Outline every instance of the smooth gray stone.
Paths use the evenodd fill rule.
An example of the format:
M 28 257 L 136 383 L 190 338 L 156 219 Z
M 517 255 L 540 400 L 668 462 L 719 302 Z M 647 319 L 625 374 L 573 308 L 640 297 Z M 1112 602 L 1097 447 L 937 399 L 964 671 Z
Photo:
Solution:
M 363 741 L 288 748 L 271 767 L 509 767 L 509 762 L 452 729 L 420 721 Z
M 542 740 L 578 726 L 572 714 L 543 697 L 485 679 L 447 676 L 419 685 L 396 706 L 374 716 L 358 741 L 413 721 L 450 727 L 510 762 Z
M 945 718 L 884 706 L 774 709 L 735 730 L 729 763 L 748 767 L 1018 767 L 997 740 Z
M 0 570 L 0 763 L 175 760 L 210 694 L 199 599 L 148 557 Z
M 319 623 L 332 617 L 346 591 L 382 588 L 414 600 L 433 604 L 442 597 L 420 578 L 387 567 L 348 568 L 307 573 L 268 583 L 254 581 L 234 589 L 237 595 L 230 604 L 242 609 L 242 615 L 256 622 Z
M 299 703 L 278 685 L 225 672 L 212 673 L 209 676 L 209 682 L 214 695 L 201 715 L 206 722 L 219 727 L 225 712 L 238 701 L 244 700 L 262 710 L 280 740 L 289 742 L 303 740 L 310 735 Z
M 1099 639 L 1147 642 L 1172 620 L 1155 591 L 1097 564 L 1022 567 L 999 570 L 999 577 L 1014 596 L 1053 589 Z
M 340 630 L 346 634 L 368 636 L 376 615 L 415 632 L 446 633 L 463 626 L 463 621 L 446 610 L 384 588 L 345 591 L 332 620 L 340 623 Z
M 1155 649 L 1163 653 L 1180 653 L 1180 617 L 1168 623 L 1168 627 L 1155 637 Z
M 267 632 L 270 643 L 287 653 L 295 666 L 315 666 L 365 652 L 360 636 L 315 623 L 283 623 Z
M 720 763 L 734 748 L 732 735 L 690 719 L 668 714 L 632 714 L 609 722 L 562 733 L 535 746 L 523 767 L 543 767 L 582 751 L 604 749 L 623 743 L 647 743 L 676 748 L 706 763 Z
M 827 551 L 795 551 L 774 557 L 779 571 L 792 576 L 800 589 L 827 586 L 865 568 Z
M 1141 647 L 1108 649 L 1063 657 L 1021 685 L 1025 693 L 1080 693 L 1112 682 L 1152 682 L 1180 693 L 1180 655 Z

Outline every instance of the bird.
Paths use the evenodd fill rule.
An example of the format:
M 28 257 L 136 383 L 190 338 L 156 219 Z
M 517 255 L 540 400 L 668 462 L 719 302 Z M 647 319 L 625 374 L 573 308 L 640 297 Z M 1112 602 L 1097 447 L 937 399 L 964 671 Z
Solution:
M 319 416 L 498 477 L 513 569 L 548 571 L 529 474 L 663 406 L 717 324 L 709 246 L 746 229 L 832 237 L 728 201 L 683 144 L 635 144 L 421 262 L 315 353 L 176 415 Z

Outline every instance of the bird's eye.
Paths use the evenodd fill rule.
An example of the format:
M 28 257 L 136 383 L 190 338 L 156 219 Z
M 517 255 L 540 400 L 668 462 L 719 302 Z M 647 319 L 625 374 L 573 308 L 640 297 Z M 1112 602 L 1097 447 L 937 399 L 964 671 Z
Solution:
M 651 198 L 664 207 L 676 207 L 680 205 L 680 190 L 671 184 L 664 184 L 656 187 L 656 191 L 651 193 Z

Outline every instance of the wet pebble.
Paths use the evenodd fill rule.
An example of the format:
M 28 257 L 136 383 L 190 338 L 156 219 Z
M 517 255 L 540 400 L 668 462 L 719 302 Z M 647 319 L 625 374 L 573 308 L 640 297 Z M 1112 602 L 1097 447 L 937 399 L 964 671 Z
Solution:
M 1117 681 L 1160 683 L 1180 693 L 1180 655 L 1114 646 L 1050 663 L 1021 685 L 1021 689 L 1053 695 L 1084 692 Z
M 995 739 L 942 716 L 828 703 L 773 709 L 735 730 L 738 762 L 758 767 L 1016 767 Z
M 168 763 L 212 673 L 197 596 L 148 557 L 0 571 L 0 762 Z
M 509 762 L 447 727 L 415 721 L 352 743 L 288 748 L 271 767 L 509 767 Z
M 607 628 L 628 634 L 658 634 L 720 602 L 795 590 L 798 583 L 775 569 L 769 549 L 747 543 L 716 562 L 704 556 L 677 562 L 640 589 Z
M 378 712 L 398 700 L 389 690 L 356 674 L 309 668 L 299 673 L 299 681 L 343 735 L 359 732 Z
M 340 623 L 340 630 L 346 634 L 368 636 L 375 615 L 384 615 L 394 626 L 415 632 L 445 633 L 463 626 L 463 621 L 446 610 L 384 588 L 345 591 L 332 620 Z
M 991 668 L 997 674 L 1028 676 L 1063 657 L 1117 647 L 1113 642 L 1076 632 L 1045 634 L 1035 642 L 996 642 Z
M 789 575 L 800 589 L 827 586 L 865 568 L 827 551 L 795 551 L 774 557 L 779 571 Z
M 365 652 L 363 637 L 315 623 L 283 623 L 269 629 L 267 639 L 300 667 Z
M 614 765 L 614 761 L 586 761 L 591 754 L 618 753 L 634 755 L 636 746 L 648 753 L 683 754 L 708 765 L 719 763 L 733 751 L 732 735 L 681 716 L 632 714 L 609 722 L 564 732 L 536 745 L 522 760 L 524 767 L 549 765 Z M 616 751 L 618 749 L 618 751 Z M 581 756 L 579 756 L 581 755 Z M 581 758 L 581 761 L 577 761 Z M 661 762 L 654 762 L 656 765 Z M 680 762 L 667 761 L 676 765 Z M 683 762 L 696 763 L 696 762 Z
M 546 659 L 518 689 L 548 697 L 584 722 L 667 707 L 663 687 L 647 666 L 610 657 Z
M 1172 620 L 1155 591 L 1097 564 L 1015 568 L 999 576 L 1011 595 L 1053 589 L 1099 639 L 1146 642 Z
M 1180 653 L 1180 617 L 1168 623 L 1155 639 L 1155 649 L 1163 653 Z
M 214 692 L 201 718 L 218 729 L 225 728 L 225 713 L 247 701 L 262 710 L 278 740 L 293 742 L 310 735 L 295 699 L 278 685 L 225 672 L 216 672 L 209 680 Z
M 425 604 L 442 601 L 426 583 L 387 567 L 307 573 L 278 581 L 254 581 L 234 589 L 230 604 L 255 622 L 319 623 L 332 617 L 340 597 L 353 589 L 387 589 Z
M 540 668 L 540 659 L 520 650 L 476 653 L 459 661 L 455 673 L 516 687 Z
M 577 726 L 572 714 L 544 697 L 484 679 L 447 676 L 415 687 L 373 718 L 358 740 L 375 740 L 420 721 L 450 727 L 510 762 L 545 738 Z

* [PROBLEM TO SOLVE]
Reproduce all of the lines above with "evenodd" substituted by "nonzero", changing nothing else.

* [EXPECTED ANSWER]
Outline every instance of the smooth gray stone.
Paths use the nonzero fill rule.
An example of the format:
M 28 257 L 136 383 L 190 338 L 156 219 Z
M 517 255 L 540 400 L 668 462 L 719 302 Z M 647 319 L 625 374 L 573 308 L 640 297 Z M 1112 602 L 1097 447 L 937 399 L 964 671 Z
Photo:
Solution:
M 363 741 L 288 748 L 271 767 L 509 767 L 509 762 L 452 729 L 420 721 Z
M 542 740 L 578 726 L 572 714 L 543 697 L 485 679 L 447 676 L 419 685 L 396 706 L 374 716 L 358 741 L 413 721 L 450 727 L 510 762 Z
M 945 718 L 884 706 L 774 709 L 735 730 L 729 763 L 748 767 L 1018 767 L 997 740 Z
M 0 570 L 0 763 L 175 760 L 210 694 L 199 599 L 148 557 Z
M 319 623 L 332 617 L 346 591 L 382 588 L 414 600 L 433 604 L 442 597 L 420 578 L 387 567 L 348 568 L 307 573 L 268 583 L 254 581 L 234 589 L 237 595 L 230 604 L 242 609 L 242 615 L 256 622 Z
M 299 703 L 278 685 L 225 672 L 212 673 L 209 676 L 209 682 L 214 695 L 201 715 L 206 722 L 219 727 L 225 712 L 238 701 L 244 700 L 262 710 L 280 740 L 289 742 L 303 740 L 310 735 Z
M 1099 639 L 1147 642 L 1172 620 L 1155 591 L 1097 564 L 1022 567 L 999 570 L 999 577 L 1014 596 L 1053 589 Z
M 340 630 L 346 634 L 368 636 L 376 615 L 415 632 L 446 633 L 463 626 L 463 621 L 446 610 L 384 588 L 345 591 L 332 620 L 340 623 Z
M 1155 649 L 1163 653 L 1180 653 L 1180 617 L 1168 623 L 1168 627 L 1155 637 Z
M 267 632 L 270 643 L 287 653 L 295 666 L 315 666 L 365 652 L 360 636 L 315 623 L 283 623 Z
M 720 763 L 734 748 L 732 735 L 690 719 L 668 714 L 632 714 L 609 722 L 562 733 L 535 746 L 523 767 L 543 767 L 582 751 L 604 749 L 623 743 L 647 743 L 676 748 L 706 763 Z
M 827 551 L 795 551 L 774 557 L 779 571 L 792 576 L 800 589 L 827 586 L 865 568 Z
M 1141 647 L 1108 649 L 1063 657 L 1021 685 L 1025 693 L 1080 693 L 1112 682 L 1152 682 L 1180 693 L 1180 655 Z

Outline every instance of the bird.
Paths use the nonzero fill rule.
An example of the format:
M 28 257 L 136 383 L 190 338 L 156 219 Z
M 517 255 L 540 400 L 668 462 L 719 302 Z M 647 319 L 625 374 L 573 308 L 640 297 Z M 1112 602 L 1097 447 L 937 399 L 964 671 Z
Solution:
M 319 416 L 498 477 L 513 569 L 548 571 L 529 474 L 663 406 L 717 324 L 709 246 L 746 229 L 832 237 L 728 201 L 683 144 L 635 144 L 421 262 L 315 353 L 176 415 Z

Outline every instance of the bird's eye.
Paths use the nonzero fill rule.
An example of the format:
M 28 257 L 136 383 L 190 338 L 156 219 Z
M 517 255 L 540 400 L 668 462 L 719 302 Z M 647 319 L 625 374 L 573 308 L 640 297 Z M 1112 602 L 1097 447 L 937 399 L 964 671 Z
Solution:
M 651 198 L 664 207 L 676 207 L 680 205 L 680 190 L 671 184 L 664 184 L 656 187 L 656 191 L 651 193 Z

Outline every instance of the wet pebble.
Paths use the nonzero fill rule.
An example of the format:
M 28 257 L 136 383 L 190 338 L 156 219 Z
M 517 255 L 540 400 L 668 462 L 719 302 Z M 647 319 L 625 374 L 573 308 L 640 297 Z M 1112 602 L 1097 447 L 937 399 L 964 671 Z
Solution:
M 1117 681 L 1160 683 L 1180 693 L 1180 655 L 1114 646 L 1050 663 L 1021 685 L 1021 689 L 1053 695 L 1084 692 Z
M 995 739 L 942 716 L 828 703 L 773 709 L 735 730 L 738 762 L 758 767 L 1016 767 Z
M 168 763 L 212 673 L 197 596 L 148 557 L 0 571 L 0 762 Z
M 509 762 L 447 727 L 415 721 L 352 743 L 288 748 L 271 767 L 509 767 Z
M 607 628 L 628 634 L 658 634 L 720 602 L 795 590 L 798 583 L 775 569 L 769 549 L 747 543 L 716 562 L 704 556 L 677 562 L 640 589 Z
M 378 712 L 398 700 L 389 690 L 356 674 L 309 668 L 299 673 L 299 681 L 343 735 L 359 732 Z
M 340 623 L 340 630 L 346 634 L 368 636 L 375 615 L 384 615 L 394 626 L 415 632 L 445 633 L 463 626 L 463 621 L 446 610 L 384 588 L 345 591 L 332 620 Z
M 991 668 L 997 674 L 1028 676 L 1063 657 L 1117 647 L 1113 642 L 1076 632 L 1045 634 L 1035 642 L 996 642 Z
M 789 575 L 800 589 L 827 586 L 865 568 L 827 551 L 795 551 L 774 557 L 779 571 Z
M 365 652 L 363 637 L 315 623 L 283 623 L 269 629 L 267 639 L 300 667 Z
M 614 765 L 614 761 L 586 761 L 591 754 L 618 753 L 634 755 L 636 746 L 648 753 L 683 754 L 708 765 L 719 763 L 733 751 L 732 735 L 681 716 L 632 714 L 609 722 L 564 732 L 536 745 L 522 760 L 524 767 L 549 765 Z M 616 751 L 618 749 L 618 751 Z M 581 756 L 579 756 L 581 755 Z M 581 758 L 581 761 L 577 761 Z M 661 762 L 654 762 L 656 765 Z M 680 762 L 667 761 L 676 765 Z M 683 762 L 696 763 L 696 762 Z
M 546 659 L 518 689 L 548 697 L 584 722 L 667 707 L 663 687 L 647 666 L 610 657 Z
M 1172 620 L 1155 591 L 1097 564 L 1015 568 L 999 576 L 1011 595 L 1053 589 L 1099 639 L 1146 642 Z
M 1180 653 L 1180 617 L 1168 623 L 1155 639 L 1155 649 L 1163 653 Z
M 214 692 L 201 718 L 218 729 L 225 728 L 225 713 L 247 701 L 262 710 L 278 740 L 293 742 L 310 735 L 295 699 L 278 685 L 225 672 L 216 672 L 209 680 Z
M 425 604 L 442 601 L 426 583 L 387 567 L 307 573 L 278 581 L 254 581 L 234 589 L 230 604 L 255 622 L 319 623 L 332 617 L 340 597 L 353 589 L 387 589 Z
M 540 668 L 540 659 L 520 650 L 476 653 L 459 661 L 455 673 L 516 687 Z
M 577 726 L 572 714 L 544 697 L 484 679 L 447 676 L 415 687 L 373 718 L 358 740 L 375 740 L 420 721 L 450 727 L 510 762 L 545 738 Z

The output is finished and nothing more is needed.